**Written problem:**
Please copy the stretch of the court opinion excerpt from "(second-degree burglary is" through "crime); United States v." word for word.

**Excerpt:**
begin
Specifically, Henson’s criminal history includes two Missouri state convictions for
second-degree burglaries, see United States v. Nolan, 
397 F.3d 665
, 666-67 (8th Cir.)
(second-degree burglary is predicate offense under § 924(e)), cert. denied, 
126 S. Ct. 195
(2005), and a conviction for possessing with intent to distribute 145 grams of
marijuana, see 18 U.S.C. § 924(e)(2)(A)(ii) (serious drug offense is “an offense under
State law, involving . . . possessing with intent to . . . distribute, a controlled substance
. . . for which a maximum term of imprisonment of ten years or more is prescribed by
law”); Mo. Rev. Stat. §§ 195.211 and 558.011 (2000) (possessing more than 5 grams
of marijuana with intent to deliver is Class B felony punishable by imprisonment of
5-15 years). We also conclude that Henson’s sentence is not excessive. See United
States v. Collins, 
340 F.3d 672
, 679 (8th Cir. 2003) (Eighth Amendment forbids only
extreme sentences that are grossly disproportionate to the crime); United States v.
end
**Data records:**
begin
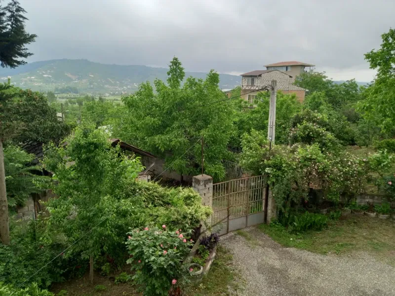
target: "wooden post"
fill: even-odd
[[[89,258],[89,280],[91,285],[93,285],[93,256]]]
[[[0,239],[4,245],[9,244],[8,203],[5,189],[5,170],[2,139],[0,138]]]

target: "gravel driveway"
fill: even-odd
[[[237,295],[395,296],[395,268],[366,254],[323,256],[283,248],[255,227],[221,238],[245,281]]]

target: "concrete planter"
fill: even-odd
[[[193,283],[199,283],[203,279],[203,277],[204,275],[208,272],[210,270],[210,267],[211,266],[211,263],[214,261],[214,259],[215,258],[215,255],[217,253],[217,247],[214,249],[210,253],[208,258],[206,259],[206,262],[204,266],[202,266],[196,263],[191,264],[189,266],[190,268],[193,268],[194,270],[192,272],[190,272],[191,276],[191,281]]]
[[[355,211],[353,211],[353,215],[354,216],[358,216],[359,217],[361,217],[363,216],[363,212],[355,212]]]
[[[369,213],[368,212],[364,212],[363,214],[371,218],[374,218],[377,215],[377,213]]]

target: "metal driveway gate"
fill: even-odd
[[[264,222],[265,181],[257,176],[213,185],[211,223],[222,225],[220,235]]]

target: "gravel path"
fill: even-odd
[[[237,295],[395,296],[395,268],[366,254],[323,256],[283,248],[255,227],[223,236],[246,283]]]

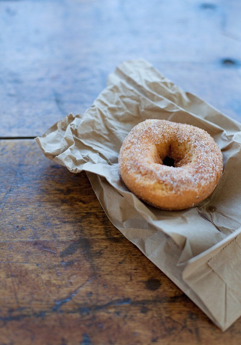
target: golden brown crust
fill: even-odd
[[[175,166],[163,164],[167,156]],[[223,171],[222,152],[205,131],[164,120],[137,125],[122,144],[119,169],[126,185],[157,207],[194,206],[215,189]]]

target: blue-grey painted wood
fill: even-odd
[[[84,111],[137,57],[241,120],[240,14],[235,0],[0,1],[0,136]]]

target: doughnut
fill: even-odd
[[[207,132],[164,120],[135,126],[123,142],[118,161],[130,190],[166,210],[183,209],[204,200],[223,171],[222,152]]]

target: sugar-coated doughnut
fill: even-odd
[[[213,191],[223,171],[223,156],[203,129],[150,119],[126,137],[119,164],[124,183],[138,197],[160,208],[180,210]]]

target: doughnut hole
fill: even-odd
[[[192,162],[192,150],[189,142],[173,141],[159,144],[156,145],[156,149],[160,159],[156,159],[157,163],[178,168]]]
end
**Expected answer:**
(second-degree burglary is predicate offense under § 924(e)), cert. denied, 
126 S. Ct. 195
(2005), and a conviction for possessing with intent to distribute 145 grams of
marijuana, see 18 U.S.C. § 924(e)(2)(A)(ii) (serious drug offense is “an offense under
State law, involving . . . possessing with intent to . . . distribute, a controlled substance
. . . for which a maximum term of imprisonment of ten years or more is prescribed by
law”); Mo. Rev. Stat. §§ 195.211 and 558.011 (2000) (possessing more than 5 grams
of marijuana with intent to deliver is Class B felony punishable by imprisonment of
5-15 years). We also conclude that Henson’s sentence is not excessive. See United
States v. Collins, 
340 F.3d 672
, 679 (8th Cir. 2003) (Eighth Amendment forbids only
extreme sentences that are grossly disproportionate to the crime); United States v.